Written instruction: Please format the data below as a two-column CSV with the headers text and answer, starting at the line containing "Locate the toilet bowl" and ending at the end of the data. Give one row per entry, with its text and its answer each in a single quoted field and any line breaks replaced by spaces.

---+---

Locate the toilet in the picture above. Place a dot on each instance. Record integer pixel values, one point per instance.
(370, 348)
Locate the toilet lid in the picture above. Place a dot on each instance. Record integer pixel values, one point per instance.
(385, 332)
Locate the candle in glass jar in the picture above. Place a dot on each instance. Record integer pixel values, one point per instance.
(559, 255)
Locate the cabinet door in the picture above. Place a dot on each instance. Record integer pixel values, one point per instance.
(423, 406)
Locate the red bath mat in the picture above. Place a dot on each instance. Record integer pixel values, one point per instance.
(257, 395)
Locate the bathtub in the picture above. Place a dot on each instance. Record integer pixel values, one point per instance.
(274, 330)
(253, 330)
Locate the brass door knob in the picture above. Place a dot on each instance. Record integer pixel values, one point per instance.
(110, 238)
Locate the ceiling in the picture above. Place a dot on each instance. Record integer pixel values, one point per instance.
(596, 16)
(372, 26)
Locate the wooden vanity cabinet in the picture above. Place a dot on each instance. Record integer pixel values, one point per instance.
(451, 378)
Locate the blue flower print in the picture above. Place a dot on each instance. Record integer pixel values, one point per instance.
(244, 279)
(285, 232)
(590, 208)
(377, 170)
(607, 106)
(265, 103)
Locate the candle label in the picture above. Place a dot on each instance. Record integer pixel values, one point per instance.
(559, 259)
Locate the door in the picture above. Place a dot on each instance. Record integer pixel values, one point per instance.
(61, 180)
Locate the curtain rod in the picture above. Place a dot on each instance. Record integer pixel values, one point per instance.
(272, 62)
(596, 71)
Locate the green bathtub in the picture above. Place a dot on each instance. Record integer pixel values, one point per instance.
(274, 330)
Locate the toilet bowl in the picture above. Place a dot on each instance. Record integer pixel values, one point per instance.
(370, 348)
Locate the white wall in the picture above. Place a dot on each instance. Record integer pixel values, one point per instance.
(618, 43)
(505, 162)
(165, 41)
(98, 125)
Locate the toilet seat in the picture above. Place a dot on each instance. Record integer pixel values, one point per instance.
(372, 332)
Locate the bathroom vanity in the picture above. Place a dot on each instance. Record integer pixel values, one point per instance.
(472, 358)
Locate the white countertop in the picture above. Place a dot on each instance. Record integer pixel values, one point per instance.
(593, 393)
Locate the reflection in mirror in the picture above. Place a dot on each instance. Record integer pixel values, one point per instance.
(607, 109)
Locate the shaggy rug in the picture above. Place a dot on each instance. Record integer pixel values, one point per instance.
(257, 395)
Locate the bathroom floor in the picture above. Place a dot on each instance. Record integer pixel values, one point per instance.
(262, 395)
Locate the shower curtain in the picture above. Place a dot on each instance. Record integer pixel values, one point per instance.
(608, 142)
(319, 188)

---+---

Task output:
text,answer
"Locate the toilet bowl in the picture above. Place a dot on each instance. Record integer pixel values, one point per instance.","(370, 348)"
"Locate the white wall in the picture above. Place a dot on each instance. Record integer pixel values, one point per instance.","(618, 43) (505, 162) (165, 41) (98, 125)"
"Locate the toilet seat in the picture above. Place a dot on each instance. Record integer pixel values, one point per instance.","(372, 332)"
"Locate the bathroom vanity in the picture above. Place a dot on each instance. Record integer pixel values, one point per instance.","(472, 358)"
"Locate the white countertop in the picture above. Place a dot on each instance. Record integer pixel values, one point per instance.","(593, 393)"
"Locate the reflection in mirror in the picture above. Place a dot on each instance. Record integer pixel values, one point per instance.","(607, 109)"
"Locate the shaggy rug in the picture above. Place a dot on each instance. Record integer pixel values, one point per instance.","(257, 395)"
"Locate the bathroom floor in the picture above. Place a dot on each instance. Record integer pixel values, one point per instance.","(262, 395)"
"Locate the shower curtain in the picture above. Place a dot on each instance. Record integer pixel values, one point per instance.","(608, 142) (319, 188)"